> To do
How many lines in the data below contain the string "topiary"? Answer with the number only.

> Data extract
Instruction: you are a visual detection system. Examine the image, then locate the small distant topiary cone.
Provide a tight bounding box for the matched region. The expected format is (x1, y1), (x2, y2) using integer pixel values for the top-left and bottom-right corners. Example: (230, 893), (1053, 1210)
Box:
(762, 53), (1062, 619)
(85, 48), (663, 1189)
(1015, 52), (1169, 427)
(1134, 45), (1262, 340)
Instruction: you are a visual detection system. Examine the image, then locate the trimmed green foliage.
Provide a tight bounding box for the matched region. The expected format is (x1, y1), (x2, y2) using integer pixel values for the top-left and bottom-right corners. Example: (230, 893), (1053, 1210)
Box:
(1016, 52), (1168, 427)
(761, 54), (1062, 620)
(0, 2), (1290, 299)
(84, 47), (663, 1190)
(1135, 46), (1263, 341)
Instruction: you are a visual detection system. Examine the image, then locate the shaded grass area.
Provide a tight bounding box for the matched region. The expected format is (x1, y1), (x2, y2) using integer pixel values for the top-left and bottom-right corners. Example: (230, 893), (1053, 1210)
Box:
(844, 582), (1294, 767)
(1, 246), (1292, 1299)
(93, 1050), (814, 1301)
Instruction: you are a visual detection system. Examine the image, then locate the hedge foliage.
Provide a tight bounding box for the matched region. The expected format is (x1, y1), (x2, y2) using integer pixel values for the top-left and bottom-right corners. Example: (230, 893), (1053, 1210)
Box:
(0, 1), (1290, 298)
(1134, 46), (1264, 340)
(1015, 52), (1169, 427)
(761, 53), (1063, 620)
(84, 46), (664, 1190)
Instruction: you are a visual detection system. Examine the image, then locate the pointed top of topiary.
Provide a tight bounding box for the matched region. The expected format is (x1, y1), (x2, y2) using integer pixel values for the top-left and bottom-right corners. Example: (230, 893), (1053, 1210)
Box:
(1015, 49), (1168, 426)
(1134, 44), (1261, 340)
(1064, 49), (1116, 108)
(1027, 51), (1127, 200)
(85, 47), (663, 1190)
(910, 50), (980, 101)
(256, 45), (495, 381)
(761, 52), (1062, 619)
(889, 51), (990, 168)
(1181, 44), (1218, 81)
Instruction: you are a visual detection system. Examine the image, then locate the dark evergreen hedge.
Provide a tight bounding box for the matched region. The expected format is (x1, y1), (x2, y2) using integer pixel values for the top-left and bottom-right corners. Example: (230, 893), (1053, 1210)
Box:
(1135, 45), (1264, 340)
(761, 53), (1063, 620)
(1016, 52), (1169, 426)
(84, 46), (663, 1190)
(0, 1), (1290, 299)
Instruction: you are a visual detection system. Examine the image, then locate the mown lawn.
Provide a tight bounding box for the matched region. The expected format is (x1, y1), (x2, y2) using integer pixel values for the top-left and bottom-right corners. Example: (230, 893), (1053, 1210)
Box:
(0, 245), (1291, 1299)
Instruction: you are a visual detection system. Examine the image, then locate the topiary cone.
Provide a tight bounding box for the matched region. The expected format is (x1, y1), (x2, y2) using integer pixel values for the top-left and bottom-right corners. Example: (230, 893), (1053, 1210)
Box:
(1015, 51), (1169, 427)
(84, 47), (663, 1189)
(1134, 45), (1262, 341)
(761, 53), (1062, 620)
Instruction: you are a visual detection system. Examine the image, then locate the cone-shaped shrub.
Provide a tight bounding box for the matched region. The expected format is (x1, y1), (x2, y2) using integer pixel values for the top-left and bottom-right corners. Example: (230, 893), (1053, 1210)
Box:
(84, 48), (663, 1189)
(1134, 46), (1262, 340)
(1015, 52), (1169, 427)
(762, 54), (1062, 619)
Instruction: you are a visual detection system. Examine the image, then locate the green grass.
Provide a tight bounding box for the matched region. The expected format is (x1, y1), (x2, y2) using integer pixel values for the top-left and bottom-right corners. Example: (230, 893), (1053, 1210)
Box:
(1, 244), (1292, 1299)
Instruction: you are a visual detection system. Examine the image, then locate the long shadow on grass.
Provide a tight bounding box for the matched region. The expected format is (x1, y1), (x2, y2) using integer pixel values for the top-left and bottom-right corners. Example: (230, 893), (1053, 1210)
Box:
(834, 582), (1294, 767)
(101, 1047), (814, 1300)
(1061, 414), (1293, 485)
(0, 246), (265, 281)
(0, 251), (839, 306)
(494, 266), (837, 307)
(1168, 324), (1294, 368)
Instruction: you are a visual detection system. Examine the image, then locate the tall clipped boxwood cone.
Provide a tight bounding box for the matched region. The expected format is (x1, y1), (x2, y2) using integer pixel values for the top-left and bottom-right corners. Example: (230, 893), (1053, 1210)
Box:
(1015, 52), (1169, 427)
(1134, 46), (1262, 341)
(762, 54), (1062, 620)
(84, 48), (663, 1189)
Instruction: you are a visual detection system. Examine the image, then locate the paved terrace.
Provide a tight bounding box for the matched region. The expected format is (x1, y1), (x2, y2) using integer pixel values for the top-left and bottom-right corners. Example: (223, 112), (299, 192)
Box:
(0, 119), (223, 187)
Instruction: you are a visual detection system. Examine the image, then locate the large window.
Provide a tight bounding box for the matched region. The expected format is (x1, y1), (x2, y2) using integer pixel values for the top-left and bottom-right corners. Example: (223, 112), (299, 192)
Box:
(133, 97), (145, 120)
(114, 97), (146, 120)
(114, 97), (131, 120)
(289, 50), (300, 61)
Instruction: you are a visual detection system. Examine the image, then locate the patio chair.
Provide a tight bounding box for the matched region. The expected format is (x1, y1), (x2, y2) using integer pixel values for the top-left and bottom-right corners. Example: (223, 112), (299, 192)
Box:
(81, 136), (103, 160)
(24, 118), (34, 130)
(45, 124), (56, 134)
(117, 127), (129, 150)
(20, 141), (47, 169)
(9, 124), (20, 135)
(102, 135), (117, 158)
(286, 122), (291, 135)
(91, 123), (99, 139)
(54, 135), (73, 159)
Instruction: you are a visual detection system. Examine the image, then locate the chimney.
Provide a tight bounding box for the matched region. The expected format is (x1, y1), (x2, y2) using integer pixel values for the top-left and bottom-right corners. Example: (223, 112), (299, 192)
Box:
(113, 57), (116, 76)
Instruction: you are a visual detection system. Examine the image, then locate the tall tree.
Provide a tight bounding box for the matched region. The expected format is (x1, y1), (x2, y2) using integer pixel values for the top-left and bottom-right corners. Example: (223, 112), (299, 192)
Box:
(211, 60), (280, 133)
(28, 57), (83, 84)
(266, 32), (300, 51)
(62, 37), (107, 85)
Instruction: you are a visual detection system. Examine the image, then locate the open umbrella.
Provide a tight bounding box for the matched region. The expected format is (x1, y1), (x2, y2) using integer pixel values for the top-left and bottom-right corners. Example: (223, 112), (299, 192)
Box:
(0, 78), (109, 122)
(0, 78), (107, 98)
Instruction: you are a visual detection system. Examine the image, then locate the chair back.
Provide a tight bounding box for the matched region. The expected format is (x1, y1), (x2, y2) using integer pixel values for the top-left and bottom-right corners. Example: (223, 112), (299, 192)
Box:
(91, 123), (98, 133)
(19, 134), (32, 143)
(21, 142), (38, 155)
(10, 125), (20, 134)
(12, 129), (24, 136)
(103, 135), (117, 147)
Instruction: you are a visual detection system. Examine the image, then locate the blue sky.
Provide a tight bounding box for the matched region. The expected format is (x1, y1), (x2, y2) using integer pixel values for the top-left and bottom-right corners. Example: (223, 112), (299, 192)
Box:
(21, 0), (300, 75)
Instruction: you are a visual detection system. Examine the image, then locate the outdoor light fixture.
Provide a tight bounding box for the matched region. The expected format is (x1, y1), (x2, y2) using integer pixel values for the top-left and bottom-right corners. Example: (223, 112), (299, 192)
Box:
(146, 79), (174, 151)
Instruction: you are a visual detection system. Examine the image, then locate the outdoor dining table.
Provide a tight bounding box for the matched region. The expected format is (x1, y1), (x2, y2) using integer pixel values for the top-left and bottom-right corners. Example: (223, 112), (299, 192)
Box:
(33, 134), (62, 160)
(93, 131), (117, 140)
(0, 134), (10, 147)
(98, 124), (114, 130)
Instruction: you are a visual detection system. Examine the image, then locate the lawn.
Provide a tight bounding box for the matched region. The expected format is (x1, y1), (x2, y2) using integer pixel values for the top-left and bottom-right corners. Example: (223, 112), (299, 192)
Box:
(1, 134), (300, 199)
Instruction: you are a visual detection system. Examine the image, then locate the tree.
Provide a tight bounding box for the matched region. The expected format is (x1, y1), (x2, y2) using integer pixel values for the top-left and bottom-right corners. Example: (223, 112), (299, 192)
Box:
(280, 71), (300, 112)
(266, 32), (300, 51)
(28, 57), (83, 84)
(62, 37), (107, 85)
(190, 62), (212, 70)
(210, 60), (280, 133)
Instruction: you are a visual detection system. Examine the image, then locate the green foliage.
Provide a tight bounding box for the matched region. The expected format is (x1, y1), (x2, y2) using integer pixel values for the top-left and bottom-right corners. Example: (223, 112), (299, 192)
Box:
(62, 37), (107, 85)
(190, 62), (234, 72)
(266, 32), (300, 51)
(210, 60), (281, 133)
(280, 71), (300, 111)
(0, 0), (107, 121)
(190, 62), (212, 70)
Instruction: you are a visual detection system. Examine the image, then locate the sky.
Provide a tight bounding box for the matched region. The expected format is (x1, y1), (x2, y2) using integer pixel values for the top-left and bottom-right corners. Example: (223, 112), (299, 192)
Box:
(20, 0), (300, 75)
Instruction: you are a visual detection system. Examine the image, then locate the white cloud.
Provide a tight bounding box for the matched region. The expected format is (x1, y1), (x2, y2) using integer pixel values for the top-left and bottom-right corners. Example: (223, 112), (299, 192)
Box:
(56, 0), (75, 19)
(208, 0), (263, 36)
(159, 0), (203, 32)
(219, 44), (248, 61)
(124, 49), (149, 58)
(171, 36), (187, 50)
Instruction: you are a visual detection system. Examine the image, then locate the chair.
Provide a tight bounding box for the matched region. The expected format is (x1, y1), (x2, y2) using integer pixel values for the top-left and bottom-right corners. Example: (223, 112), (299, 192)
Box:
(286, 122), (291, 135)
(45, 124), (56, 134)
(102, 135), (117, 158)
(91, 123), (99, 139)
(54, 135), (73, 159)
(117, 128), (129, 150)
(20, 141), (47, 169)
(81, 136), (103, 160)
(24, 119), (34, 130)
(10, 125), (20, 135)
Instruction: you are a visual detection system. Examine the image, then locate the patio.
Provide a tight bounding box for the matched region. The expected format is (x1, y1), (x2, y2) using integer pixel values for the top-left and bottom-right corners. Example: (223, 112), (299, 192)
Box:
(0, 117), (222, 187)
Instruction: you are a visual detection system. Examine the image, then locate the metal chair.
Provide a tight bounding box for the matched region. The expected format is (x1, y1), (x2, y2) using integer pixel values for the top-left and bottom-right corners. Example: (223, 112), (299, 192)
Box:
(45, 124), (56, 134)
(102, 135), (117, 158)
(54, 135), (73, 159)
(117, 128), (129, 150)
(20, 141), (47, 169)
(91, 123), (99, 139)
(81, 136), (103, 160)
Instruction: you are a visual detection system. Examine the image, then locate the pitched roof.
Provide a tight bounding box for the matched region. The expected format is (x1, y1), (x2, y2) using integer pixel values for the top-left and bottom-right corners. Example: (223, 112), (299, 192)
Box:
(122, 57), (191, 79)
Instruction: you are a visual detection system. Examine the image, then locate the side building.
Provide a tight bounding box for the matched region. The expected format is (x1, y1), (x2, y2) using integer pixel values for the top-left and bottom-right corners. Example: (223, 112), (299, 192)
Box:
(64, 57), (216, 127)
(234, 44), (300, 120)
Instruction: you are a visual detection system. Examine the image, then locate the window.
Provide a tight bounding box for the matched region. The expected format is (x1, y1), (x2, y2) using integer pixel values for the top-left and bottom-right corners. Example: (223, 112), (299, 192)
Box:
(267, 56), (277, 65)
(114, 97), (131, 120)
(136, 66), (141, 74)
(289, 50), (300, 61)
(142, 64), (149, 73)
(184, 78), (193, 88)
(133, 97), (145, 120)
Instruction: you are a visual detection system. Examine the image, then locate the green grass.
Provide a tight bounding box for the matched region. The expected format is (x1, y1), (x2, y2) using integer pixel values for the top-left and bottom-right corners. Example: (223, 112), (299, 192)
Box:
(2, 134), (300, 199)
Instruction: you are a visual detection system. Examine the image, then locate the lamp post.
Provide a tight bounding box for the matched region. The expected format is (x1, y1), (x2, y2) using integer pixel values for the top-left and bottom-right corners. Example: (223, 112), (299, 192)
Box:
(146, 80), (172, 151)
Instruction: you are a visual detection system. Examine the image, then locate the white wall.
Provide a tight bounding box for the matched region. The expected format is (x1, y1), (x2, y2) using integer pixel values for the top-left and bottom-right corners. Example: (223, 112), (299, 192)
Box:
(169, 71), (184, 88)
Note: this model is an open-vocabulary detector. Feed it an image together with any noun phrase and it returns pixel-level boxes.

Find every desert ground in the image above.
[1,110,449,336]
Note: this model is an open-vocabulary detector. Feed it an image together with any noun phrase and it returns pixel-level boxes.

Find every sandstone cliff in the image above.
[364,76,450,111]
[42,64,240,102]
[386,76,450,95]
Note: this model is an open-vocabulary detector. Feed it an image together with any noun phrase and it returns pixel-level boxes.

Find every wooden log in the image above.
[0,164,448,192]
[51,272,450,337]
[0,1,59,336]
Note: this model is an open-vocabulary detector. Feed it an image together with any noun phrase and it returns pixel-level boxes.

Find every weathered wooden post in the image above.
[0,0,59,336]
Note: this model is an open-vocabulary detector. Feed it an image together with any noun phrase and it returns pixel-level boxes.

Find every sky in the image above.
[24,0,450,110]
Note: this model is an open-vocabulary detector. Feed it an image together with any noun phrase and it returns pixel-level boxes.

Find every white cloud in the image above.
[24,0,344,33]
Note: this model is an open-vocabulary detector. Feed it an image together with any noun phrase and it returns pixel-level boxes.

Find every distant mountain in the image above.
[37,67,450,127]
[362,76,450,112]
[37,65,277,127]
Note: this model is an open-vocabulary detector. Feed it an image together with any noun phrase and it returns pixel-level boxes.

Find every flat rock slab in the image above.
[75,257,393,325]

> Output of the exercise
3